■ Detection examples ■
▬▬▬▬▬▬▬▬▬▬

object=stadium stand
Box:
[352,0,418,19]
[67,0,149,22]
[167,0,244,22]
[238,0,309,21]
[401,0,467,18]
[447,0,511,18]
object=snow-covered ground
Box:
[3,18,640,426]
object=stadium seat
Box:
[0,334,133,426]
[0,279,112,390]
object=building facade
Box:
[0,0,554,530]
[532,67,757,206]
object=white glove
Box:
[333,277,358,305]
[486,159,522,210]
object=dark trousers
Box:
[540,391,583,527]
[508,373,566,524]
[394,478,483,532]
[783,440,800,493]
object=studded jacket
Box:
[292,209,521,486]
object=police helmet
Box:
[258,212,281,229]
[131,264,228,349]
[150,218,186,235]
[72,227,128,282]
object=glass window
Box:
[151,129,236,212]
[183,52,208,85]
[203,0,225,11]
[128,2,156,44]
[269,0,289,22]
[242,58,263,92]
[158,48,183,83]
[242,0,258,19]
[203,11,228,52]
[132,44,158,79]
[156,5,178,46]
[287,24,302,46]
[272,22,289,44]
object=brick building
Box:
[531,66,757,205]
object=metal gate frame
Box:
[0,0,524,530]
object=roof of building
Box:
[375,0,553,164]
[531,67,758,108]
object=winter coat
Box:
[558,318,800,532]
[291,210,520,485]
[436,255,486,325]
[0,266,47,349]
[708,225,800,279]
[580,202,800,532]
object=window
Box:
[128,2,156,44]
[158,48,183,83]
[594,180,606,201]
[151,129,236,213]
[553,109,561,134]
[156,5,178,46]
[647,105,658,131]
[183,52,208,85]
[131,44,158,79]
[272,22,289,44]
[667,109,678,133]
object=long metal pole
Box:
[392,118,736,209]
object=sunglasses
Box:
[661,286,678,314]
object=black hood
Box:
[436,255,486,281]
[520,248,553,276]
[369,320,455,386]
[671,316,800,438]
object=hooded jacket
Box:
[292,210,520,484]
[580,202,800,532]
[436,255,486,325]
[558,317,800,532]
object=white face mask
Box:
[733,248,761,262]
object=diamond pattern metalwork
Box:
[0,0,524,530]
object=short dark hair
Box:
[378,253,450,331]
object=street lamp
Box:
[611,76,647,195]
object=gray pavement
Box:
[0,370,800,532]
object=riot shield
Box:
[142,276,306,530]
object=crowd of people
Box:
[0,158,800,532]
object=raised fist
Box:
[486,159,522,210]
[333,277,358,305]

▬▬▬▬▬▬▬▬▬▬

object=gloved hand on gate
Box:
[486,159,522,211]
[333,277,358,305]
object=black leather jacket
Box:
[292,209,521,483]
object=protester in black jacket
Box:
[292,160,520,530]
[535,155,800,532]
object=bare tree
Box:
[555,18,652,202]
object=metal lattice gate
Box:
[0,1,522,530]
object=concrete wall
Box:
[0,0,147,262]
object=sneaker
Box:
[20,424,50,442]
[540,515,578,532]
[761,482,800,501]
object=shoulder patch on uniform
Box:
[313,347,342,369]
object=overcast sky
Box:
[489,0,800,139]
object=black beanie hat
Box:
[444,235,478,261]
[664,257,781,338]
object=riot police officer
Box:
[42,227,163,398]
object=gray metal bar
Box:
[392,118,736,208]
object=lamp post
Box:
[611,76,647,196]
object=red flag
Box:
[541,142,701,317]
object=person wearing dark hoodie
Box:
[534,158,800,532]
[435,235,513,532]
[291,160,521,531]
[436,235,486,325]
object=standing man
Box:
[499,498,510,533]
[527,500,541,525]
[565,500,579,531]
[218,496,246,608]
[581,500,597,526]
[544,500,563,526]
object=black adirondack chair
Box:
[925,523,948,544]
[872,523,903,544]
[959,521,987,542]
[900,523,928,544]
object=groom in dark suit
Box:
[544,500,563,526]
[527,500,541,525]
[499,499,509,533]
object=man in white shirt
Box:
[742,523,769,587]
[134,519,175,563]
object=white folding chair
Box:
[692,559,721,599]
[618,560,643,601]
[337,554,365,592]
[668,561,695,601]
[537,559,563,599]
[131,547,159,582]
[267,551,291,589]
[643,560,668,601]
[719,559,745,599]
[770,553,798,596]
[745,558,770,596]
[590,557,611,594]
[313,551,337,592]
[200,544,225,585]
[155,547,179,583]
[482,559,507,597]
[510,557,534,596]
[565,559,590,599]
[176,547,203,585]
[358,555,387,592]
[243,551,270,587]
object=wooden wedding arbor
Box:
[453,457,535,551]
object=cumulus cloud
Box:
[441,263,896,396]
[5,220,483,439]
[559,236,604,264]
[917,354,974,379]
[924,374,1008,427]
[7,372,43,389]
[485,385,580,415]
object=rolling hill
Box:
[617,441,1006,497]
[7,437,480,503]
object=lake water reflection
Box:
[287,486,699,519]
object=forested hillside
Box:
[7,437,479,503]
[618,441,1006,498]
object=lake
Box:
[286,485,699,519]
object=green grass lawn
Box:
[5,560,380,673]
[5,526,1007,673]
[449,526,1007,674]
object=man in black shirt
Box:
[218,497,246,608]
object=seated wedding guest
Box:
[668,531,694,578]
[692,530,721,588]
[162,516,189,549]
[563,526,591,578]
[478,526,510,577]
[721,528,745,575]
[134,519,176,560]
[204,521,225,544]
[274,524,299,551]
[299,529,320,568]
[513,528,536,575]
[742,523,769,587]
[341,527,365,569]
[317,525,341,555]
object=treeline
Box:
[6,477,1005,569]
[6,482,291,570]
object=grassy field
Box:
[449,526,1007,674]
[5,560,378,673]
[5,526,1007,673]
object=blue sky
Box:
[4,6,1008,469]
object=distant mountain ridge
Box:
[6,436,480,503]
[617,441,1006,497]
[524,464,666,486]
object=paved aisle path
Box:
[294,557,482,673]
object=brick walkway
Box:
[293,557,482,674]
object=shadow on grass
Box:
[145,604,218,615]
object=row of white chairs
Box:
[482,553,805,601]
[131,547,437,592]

▬▬▬▬▬▬▬▬▬▬

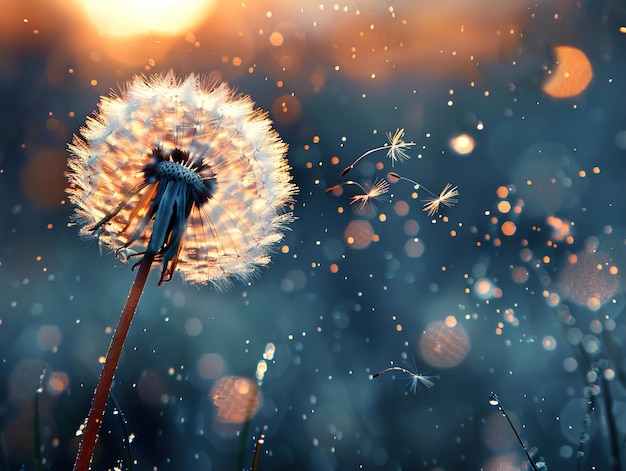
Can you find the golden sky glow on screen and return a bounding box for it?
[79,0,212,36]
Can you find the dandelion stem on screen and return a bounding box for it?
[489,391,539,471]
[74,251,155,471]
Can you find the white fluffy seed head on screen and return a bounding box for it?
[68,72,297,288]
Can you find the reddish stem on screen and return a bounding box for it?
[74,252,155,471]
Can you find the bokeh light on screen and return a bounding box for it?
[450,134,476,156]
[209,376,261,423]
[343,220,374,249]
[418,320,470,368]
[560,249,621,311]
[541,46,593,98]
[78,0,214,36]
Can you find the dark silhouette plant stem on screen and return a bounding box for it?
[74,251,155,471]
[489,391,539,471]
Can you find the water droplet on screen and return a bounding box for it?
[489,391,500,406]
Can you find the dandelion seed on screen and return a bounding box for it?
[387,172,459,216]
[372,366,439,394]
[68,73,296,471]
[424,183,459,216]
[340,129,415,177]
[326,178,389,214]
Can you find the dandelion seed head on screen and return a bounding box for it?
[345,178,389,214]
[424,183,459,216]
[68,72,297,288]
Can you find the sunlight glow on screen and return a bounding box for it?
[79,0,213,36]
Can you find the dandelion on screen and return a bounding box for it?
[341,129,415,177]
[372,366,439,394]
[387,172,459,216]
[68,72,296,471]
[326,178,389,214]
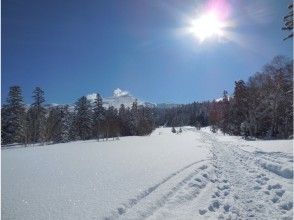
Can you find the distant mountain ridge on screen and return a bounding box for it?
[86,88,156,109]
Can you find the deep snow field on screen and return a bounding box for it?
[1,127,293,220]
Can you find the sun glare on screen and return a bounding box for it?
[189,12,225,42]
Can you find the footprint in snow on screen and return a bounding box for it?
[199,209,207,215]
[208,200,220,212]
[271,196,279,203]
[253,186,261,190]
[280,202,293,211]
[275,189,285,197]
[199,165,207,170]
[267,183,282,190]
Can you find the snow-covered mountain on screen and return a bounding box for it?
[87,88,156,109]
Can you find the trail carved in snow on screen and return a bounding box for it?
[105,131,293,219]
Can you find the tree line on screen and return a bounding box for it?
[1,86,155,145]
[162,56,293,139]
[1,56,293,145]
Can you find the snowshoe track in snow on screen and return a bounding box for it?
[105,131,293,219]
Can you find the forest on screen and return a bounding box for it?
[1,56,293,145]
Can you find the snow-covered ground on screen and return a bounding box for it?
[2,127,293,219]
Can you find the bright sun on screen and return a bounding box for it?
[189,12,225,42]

▬▬▬▬▬▬▬▬▬▬

■ Prompt ■
In the records, reproduce the lines from the one containing "object=sneaker" through the one containing "[42,227,163,398]". Include both of those lines and change nothing.

■ Result for this exercise ■
object=sneaker
Box:
[20,424,50,442]
[540,515,578,532]
[761,482,800,501]
object=shoulder patch on uniform
Box:
[313,347,342,369]
object=overcast sky
Box:
[489,0,800,139]
object=black beanie hat
Box:
[444,235,478,261]
[664,257,781,338]
object=riot police officer
Box:
[42,227,163,398]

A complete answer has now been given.